A broodstock shrimp is a seven month old shrimp that is starting to carry roe or a sperm bag, depending on whether we’re talking about
a female or a male. When shrimps become fertile, the male will place his sperm sack on the roe. Then the female will spawn and the fertilized eggs are left to their own devices.
If you are a shrimp, you will definitively not be an only child. A female shrimp spawns servings of up to 200,000 eggs, elliptical
and only 0.6–0.7 mm long. At first, the eggs are orange, but then turn grey in the days before hatching. Besides, shrimp are hermaphrodites, as they change gender. When young they are males, but later they turn into females, which are considerably bigger than males.
Only one percent of the eggs succeed becoming more than just eggs, but for those, on the other hand, evolution is very fast. During a couple of hours, the eggs have become nauplii, small larvae with feelers and an unpaired eye. During the next stage, zona, the chest and spine forms. The larvae are only eating plankton at this stage, but starts ingesting solid food when they reach the mysis stage.

(Records from a data source)
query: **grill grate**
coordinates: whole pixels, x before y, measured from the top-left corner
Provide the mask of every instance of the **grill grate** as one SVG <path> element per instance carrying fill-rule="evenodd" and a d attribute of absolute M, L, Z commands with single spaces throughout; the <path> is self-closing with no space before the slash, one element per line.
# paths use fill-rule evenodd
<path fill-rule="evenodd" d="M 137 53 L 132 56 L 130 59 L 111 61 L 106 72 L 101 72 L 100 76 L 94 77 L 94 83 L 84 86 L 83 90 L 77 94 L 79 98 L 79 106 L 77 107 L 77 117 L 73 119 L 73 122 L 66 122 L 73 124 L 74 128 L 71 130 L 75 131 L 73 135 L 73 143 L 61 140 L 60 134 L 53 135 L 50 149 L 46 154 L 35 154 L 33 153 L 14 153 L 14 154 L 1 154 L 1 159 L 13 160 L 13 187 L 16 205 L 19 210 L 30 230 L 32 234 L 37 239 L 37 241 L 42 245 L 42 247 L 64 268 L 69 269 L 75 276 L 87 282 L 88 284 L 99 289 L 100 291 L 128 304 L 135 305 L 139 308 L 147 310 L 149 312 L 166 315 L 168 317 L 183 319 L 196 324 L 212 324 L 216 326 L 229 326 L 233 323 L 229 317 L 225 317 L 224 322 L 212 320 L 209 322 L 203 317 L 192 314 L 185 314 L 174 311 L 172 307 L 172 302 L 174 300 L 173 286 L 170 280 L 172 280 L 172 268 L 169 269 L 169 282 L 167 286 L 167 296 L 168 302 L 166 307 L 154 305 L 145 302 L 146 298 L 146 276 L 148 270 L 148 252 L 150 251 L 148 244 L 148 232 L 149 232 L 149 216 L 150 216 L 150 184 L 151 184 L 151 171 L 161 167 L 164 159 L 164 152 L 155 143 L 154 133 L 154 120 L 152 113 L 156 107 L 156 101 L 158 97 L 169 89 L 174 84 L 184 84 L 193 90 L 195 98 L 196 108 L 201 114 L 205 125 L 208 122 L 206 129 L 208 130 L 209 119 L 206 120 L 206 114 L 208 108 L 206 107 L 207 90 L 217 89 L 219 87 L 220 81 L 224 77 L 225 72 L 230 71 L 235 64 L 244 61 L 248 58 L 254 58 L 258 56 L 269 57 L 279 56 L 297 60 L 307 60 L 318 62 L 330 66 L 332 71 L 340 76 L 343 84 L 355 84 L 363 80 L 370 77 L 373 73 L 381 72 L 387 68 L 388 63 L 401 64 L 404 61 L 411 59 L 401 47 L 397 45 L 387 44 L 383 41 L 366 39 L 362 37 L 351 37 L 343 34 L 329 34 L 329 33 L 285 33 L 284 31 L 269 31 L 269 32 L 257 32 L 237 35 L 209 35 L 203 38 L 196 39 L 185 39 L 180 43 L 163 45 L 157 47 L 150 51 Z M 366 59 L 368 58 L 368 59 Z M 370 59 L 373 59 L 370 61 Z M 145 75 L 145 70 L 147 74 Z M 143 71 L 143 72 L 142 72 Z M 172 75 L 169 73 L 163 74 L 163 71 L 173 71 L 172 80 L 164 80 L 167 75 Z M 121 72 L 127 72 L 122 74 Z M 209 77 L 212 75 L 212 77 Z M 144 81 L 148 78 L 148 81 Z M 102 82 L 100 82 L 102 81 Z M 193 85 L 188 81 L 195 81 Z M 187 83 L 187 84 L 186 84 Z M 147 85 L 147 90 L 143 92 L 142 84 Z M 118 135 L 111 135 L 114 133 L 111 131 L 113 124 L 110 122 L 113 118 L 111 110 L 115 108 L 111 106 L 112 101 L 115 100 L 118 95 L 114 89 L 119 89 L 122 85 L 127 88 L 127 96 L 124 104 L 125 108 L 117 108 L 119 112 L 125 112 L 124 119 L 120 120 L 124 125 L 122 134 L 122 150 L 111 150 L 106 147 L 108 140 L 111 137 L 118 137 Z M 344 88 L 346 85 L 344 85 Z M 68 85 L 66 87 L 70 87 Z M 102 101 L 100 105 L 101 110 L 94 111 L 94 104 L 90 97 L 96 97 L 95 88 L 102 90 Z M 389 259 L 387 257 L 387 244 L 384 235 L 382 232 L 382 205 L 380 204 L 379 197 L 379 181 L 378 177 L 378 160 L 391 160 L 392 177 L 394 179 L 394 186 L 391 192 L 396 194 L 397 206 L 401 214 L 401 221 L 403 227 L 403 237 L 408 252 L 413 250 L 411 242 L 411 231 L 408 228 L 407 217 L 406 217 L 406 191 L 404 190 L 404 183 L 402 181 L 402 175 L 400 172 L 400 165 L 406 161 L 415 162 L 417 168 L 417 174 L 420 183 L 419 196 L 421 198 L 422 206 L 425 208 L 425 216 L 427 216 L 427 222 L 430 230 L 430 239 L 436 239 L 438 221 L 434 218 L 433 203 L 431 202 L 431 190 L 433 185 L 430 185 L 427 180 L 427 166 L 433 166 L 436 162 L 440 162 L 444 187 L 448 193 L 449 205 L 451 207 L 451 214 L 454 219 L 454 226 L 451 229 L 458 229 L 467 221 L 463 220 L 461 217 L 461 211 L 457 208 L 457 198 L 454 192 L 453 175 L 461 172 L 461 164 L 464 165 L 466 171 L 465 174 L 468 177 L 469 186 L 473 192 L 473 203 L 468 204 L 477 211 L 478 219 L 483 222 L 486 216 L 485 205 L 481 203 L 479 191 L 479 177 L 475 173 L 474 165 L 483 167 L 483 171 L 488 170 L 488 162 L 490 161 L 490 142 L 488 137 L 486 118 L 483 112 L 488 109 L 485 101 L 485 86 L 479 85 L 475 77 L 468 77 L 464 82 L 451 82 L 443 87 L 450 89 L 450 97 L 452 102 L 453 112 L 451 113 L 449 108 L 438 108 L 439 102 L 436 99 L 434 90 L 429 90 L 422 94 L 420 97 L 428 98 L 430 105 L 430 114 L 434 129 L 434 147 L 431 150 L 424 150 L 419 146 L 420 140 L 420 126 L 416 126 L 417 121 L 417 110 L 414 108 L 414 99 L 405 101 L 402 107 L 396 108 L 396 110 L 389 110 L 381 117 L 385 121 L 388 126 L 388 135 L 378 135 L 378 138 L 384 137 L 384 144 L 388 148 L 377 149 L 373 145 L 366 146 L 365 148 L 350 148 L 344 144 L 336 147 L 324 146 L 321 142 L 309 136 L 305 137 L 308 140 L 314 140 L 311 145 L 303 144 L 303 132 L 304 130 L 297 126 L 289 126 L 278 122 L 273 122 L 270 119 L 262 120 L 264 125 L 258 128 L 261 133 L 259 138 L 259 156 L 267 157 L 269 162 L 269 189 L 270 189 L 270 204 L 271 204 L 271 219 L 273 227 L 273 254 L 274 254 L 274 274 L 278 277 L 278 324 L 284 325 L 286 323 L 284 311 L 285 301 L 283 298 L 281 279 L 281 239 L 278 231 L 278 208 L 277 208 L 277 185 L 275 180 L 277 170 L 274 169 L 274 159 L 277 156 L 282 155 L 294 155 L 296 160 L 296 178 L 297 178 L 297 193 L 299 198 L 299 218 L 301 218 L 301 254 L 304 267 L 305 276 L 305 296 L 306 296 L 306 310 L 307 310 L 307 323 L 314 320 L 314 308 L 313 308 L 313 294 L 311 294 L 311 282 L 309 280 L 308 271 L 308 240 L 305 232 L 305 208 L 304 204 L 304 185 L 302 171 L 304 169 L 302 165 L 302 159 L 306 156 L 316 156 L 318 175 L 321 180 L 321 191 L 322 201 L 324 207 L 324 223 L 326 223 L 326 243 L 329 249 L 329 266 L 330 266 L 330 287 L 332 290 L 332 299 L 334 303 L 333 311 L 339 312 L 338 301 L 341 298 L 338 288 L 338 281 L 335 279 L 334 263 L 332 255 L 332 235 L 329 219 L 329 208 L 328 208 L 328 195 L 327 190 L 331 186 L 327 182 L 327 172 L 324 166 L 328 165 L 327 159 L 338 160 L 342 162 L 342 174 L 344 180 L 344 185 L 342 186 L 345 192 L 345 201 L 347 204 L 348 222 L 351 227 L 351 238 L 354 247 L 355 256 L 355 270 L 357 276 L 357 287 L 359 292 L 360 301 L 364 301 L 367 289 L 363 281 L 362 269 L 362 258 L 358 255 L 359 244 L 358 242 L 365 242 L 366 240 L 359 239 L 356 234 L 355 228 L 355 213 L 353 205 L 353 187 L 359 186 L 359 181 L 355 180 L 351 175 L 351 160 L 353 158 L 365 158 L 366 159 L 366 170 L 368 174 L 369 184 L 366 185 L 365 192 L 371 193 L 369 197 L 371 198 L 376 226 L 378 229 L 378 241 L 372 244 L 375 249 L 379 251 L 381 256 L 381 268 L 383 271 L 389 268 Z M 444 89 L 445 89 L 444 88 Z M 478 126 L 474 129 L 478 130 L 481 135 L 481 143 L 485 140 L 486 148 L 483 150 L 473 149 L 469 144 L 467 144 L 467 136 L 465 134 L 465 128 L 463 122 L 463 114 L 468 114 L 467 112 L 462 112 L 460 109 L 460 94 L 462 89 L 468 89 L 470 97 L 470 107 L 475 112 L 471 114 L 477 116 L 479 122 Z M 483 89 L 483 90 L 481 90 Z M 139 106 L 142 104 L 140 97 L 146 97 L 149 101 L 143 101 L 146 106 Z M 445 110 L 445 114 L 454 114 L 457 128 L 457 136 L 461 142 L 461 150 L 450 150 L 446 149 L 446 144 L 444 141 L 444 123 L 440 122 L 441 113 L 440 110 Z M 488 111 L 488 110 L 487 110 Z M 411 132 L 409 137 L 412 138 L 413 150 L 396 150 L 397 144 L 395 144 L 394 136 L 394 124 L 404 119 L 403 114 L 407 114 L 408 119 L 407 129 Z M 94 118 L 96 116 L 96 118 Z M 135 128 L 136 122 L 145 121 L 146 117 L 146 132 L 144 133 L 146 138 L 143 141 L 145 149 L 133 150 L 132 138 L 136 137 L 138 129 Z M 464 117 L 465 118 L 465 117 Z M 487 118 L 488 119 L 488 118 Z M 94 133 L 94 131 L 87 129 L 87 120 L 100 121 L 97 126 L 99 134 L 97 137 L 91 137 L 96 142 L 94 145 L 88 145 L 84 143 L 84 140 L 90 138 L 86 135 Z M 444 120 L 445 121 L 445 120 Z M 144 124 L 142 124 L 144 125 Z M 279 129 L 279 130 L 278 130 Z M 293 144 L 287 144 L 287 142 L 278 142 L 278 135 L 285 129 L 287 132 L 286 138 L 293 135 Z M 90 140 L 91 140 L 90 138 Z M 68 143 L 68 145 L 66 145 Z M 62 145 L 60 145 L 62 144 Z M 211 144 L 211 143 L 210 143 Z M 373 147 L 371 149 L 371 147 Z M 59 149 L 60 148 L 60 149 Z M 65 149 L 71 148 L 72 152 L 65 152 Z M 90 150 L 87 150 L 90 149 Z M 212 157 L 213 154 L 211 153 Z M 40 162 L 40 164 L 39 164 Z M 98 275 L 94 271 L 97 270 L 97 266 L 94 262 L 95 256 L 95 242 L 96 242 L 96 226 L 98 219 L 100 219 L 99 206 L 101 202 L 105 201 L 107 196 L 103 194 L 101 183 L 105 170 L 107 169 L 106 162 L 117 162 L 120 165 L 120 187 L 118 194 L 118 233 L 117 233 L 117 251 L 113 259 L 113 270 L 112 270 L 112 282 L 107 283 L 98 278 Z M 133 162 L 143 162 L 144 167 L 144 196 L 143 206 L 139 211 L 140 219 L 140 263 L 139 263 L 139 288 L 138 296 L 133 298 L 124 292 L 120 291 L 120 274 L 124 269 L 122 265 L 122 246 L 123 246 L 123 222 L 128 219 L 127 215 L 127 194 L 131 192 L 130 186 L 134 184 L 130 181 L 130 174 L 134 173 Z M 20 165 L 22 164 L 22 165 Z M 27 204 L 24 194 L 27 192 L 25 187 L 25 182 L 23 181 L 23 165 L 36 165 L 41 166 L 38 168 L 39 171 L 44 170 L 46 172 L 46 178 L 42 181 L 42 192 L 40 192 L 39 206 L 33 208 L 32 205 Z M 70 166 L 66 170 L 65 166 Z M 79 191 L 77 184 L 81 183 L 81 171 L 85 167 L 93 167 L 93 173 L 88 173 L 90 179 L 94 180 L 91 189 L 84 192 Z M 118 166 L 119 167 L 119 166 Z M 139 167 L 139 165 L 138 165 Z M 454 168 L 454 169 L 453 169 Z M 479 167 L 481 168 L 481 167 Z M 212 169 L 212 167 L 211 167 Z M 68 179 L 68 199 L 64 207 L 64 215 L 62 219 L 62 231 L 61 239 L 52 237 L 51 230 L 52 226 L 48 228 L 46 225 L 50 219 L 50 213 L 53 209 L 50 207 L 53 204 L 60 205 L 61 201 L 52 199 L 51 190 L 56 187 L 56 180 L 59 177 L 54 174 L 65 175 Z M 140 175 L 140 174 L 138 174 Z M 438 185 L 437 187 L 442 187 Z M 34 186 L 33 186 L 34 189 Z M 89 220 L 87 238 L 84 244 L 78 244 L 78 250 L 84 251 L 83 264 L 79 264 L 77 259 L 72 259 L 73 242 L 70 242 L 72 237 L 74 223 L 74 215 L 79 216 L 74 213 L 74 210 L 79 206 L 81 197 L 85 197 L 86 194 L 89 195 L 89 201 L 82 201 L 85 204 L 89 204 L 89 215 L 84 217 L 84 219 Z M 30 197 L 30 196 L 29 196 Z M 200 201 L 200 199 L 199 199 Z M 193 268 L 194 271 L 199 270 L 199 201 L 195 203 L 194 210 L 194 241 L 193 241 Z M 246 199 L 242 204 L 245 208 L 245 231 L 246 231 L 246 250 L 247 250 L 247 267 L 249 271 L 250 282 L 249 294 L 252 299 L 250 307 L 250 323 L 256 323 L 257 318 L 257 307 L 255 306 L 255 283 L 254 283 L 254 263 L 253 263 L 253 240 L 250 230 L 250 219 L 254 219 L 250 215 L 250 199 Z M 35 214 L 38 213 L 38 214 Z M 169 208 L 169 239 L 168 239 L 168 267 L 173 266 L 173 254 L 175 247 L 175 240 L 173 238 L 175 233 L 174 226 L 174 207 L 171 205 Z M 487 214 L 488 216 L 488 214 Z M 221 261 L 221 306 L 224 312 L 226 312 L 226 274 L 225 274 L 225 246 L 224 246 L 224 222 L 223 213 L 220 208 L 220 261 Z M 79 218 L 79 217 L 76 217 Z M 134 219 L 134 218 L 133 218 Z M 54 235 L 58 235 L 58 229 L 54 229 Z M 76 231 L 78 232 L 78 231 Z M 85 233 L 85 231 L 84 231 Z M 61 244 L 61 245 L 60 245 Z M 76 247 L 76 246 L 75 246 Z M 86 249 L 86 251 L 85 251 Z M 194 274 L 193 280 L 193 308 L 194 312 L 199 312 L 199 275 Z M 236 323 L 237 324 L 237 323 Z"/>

§ **EXERCISE 1**: List the larval stages named in the text about shrimp breeding.
§ **EXERCISE 2**: According to the text about shrimp breeding, how long is a shrimp egg?
§ **EXERCISE 3**: Please continue the text about shrimp breeding after its final sentence.

§ **RESPONSE BOX 1**: nauplii, zona, mysis

§ **RESPONSE BOX 2**: 0.6–0.7 mm

§ **RESPONSE BOX 3**:
Things progress quickly for royal larvae. After 18 days, they are no longer larvae, but so-called PL (post larvae), ready to be grown into the final product. We serve them live nauplii as well as our own proprietary
(and thus a little secret) feed, which is both rich in protein and sustainable.
Most growers elect to feed the baby shrimp in such a way that they become “butcher ready” in three months. We have elected to use four – both due to animal welfare as well as quality. This means they also become bigger than others – well over 30 grams and with a length of 12–15 cm.
Then they may either be humanely laid on ice and killed instantly, or delivered alive and kicking in a bag or a bucket. No matter, they are fresh and don't travel far!